-------- Given information --------

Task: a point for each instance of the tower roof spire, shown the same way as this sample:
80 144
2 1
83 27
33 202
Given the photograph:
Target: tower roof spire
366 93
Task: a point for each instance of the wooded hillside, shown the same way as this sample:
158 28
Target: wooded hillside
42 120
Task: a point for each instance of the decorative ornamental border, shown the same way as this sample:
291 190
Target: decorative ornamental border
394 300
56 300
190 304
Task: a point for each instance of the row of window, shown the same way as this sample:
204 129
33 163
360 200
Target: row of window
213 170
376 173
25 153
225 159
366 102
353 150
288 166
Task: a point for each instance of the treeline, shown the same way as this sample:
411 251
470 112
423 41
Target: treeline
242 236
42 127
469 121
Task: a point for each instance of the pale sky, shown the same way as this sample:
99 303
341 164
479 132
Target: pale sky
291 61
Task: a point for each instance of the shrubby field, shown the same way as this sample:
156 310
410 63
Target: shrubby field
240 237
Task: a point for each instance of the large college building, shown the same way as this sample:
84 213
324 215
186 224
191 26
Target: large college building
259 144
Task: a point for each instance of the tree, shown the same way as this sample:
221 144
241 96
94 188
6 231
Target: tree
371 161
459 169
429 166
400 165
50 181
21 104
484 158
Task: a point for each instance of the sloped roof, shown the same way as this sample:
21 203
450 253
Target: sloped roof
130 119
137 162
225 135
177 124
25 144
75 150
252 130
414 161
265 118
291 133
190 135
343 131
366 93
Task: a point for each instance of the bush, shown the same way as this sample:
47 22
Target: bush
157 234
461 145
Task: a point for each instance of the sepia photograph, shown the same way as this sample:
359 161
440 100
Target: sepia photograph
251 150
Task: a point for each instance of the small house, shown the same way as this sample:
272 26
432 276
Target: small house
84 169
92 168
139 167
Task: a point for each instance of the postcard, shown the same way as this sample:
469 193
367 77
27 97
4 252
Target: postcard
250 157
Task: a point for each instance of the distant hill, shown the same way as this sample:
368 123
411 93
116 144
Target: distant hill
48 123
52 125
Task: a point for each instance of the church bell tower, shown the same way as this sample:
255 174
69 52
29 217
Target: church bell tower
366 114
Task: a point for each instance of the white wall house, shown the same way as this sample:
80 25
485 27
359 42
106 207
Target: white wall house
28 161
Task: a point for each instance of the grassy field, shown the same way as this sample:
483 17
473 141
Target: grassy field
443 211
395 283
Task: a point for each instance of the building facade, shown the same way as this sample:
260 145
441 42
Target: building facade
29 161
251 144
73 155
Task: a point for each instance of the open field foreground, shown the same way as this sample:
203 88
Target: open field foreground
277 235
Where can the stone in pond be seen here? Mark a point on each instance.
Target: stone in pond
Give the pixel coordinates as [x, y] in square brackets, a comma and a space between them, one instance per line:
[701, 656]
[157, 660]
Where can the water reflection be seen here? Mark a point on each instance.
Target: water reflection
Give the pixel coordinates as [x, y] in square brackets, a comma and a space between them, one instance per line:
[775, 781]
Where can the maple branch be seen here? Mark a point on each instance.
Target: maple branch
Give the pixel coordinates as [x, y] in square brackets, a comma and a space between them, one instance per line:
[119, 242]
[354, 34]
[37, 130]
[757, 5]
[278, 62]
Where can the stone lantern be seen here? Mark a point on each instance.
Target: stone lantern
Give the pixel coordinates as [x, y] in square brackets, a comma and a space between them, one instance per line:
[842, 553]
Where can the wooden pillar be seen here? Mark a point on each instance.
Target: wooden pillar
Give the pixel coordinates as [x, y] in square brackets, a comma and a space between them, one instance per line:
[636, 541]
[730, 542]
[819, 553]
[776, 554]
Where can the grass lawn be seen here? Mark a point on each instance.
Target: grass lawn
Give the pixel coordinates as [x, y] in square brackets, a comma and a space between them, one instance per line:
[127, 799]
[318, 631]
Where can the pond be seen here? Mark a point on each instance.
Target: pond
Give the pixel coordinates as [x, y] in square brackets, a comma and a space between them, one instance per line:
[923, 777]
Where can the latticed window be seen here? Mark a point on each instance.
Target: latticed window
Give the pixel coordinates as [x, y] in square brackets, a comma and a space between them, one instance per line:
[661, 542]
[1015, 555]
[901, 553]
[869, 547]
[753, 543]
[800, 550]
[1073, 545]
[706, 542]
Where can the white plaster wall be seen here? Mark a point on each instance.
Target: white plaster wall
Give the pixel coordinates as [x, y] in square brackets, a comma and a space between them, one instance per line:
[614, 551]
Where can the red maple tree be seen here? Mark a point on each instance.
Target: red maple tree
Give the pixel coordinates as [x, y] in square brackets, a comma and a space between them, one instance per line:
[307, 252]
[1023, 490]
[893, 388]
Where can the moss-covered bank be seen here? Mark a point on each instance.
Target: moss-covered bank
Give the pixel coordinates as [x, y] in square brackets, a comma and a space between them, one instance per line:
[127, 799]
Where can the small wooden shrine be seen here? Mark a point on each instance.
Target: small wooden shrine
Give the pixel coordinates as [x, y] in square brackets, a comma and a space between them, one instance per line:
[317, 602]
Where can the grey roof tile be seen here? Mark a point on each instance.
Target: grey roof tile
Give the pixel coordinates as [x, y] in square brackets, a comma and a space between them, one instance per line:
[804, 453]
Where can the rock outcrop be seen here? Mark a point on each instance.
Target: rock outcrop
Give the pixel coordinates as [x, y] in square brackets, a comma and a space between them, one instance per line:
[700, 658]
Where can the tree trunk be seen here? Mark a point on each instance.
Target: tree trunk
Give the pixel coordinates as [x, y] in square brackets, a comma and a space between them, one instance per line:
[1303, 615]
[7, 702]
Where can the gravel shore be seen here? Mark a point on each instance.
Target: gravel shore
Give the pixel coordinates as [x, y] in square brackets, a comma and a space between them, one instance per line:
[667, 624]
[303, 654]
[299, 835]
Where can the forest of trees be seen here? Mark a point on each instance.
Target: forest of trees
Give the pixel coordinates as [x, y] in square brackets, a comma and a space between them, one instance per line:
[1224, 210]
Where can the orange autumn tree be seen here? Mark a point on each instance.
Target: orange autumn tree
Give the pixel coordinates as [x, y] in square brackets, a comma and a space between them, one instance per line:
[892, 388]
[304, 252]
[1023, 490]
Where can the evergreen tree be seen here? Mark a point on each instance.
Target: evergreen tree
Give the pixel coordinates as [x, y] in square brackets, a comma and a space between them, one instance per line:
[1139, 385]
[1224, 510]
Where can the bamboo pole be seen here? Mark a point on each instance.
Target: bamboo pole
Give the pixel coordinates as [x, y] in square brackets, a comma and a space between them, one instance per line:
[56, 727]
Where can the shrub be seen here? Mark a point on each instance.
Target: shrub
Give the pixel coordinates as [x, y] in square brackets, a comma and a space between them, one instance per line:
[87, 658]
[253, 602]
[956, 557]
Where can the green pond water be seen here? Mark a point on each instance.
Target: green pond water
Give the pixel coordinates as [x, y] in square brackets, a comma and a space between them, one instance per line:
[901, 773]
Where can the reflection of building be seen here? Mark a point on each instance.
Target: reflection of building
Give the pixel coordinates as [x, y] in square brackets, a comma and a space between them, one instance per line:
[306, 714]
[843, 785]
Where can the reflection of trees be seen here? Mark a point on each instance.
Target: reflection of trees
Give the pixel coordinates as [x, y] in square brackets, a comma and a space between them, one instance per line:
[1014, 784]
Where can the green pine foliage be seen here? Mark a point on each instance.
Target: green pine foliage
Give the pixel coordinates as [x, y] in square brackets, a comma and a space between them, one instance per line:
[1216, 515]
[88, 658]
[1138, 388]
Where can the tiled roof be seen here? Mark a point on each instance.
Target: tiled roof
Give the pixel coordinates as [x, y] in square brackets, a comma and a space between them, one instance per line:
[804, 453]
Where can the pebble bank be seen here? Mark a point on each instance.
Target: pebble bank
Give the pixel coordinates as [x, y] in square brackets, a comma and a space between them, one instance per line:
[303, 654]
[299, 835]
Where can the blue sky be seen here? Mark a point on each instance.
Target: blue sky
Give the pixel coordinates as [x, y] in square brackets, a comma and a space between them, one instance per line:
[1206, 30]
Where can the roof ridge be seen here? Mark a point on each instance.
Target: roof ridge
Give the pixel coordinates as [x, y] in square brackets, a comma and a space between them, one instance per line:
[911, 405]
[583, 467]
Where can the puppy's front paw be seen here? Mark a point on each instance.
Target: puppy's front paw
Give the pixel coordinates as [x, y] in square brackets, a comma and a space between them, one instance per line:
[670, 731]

--------

▸ **About this exercise**: From the records above, pull out every line containing the word "moss".

▸ **Task response**:
Where can the moss-covered bank be seen here? Mark a point on each instance.
Target: moss-covered bank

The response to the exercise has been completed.